Exercise set:
1. In the reflection on Job and justice, why was the grieving widow's sorrow about her own lost life instead of the loss of her husband?
2. In the reflection on Job and justice, what illness was the author's first baby diagnosed with, and at what age?

Study text:
== Segment start ==
Job calls attention to a reality even we don’t want to face – that the scales of justice do not balance themselves in this world. Bad things happen to “good” people and good things happen to “bad” people. (It’s worth mentioning here a reminder that I don’t believe there are “good” or “bad” people – just people who make some good choices and some bad. Some people choose well more often, and some people choose poorly more often. But in God’s eyes the difference between people is miniscule.)
It’s hard for us to face the reality that the people we perceive as wicked sometimes live out lives that appear to be blessed. We want to believe the wicked are punished and the good are blessed. And we want to believe we are the good that should be blessed. On one hand, do we really want bad to be punishable? I certainly wouldn’t want to be punished for all the bad choices I’ve made! On the other hand, it is so difficult to watch people we think are worse than us be blessed with riches, love, and good health!
My husband and I had to face this harsh reality very young. When my first baby was 16 months old he was diagnosed with juvenile diabetes. No one will ever convince me he had made enough bad choices by the age of 16 months to warrant a punishment of lifelong blood tests, shots, and hospital stays. No way. At the same time as his diagnosis, I was also on my internship to become a pastor. I will never forget one of the first women I consoled on the death of her husband. They had spent a lifetime together and I assumed her grief was for the loss of her dear husband. The couple seemed to have everything – a great marriage, plenty of money to live comfortably, a high status in the community. But in a raw, honest moment she revealed to me that he had cheated on her repeatedly and she was unable to leave because he was abusive. Her grief was over her own life that she lost because of his poor choices and behavior. It was an abrasive lesson I never forgot – the scales of justice will never be balanced in this world. The sooner I learned to let go of my expectations that justice will balance itself, the sooner I was able to adjust to the reality of the imbalance. I have found a strange peace in the knowledge that the imbalance exists. My expectations of other people and of God have shifted and I am more at peace expecting less and enjoying the surprises that come when justice does prevail.
== Segment end ==
Records:
== Segment start ==
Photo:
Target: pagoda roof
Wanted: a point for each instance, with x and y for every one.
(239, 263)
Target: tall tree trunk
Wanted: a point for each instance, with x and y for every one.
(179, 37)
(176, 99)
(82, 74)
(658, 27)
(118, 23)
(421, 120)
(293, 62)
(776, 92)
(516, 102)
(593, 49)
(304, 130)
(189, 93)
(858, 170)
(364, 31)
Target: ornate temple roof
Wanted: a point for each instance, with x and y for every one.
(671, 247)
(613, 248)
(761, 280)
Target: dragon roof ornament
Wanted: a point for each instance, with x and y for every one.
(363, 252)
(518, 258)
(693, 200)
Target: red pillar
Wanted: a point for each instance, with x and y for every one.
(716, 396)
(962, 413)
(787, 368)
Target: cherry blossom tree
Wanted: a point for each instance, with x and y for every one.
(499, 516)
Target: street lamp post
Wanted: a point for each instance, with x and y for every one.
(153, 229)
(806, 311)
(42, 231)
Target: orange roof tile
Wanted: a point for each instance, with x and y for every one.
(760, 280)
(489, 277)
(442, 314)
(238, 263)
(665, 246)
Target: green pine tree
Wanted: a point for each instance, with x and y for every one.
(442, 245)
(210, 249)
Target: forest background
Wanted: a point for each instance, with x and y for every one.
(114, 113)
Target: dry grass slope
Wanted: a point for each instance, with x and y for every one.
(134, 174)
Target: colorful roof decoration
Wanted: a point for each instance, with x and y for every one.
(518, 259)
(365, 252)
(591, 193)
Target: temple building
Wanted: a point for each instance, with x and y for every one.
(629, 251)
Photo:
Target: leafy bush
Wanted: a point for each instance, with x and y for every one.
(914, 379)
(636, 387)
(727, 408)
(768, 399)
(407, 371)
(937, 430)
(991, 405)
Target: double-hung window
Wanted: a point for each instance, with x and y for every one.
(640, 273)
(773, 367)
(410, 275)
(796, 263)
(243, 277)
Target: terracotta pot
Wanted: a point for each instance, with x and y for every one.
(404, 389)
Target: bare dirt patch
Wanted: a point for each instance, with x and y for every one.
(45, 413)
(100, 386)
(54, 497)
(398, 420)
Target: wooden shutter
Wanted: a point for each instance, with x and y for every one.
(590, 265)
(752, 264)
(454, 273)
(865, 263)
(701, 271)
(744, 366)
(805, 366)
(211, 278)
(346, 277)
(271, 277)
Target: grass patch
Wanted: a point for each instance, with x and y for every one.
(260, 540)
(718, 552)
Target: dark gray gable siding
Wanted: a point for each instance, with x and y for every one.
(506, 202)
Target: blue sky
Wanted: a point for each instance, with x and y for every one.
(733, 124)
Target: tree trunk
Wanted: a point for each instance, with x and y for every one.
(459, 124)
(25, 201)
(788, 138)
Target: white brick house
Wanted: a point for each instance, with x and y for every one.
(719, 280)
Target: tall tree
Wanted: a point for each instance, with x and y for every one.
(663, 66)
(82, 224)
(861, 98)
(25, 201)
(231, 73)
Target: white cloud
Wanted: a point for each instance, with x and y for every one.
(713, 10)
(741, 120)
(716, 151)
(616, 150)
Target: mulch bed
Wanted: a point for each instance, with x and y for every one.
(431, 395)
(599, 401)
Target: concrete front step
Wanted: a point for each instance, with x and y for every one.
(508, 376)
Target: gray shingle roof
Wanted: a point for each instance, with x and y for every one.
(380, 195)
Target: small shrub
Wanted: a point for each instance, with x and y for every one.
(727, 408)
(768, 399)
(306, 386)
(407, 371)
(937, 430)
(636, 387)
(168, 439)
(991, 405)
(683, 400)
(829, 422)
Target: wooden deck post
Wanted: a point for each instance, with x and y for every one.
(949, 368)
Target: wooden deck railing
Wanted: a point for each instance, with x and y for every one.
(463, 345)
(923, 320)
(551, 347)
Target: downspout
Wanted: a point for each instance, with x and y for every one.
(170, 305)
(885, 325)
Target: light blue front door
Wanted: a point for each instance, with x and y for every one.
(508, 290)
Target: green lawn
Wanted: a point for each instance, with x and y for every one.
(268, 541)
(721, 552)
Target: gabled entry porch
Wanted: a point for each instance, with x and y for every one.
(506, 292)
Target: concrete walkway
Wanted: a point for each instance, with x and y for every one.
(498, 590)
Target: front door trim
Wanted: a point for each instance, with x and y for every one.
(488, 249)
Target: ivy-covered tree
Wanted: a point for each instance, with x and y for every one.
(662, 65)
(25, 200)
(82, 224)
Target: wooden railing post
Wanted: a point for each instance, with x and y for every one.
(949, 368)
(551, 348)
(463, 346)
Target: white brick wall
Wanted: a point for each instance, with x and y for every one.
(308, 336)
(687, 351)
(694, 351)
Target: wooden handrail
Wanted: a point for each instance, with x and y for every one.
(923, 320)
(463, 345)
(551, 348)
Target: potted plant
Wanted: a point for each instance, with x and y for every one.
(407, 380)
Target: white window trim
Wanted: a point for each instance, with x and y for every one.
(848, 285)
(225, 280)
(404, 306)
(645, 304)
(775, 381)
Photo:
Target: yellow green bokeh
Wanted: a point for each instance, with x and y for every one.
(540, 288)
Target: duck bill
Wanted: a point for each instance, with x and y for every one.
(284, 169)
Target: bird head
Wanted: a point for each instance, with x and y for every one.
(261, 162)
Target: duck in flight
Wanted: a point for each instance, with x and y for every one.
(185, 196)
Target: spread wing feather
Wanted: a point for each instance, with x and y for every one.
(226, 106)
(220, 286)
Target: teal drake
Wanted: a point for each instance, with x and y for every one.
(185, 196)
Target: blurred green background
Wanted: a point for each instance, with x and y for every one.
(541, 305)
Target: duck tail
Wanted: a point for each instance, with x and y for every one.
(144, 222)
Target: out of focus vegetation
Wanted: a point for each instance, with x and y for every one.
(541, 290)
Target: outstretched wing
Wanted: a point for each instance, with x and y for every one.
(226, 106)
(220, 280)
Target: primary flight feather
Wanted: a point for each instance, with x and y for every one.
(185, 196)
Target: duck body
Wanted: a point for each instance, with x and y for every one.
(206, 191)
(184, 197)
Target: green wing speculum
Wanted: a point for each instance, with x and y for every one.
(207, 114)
== Segment end ==
Responses per task:
1. Her husband had cheated on her repeatedly, and because he was abusive she was unable to leave him. Her grief was for the life she lost because of his poor choices and behavior.

2. Juvenile diabetes, at 16 months old.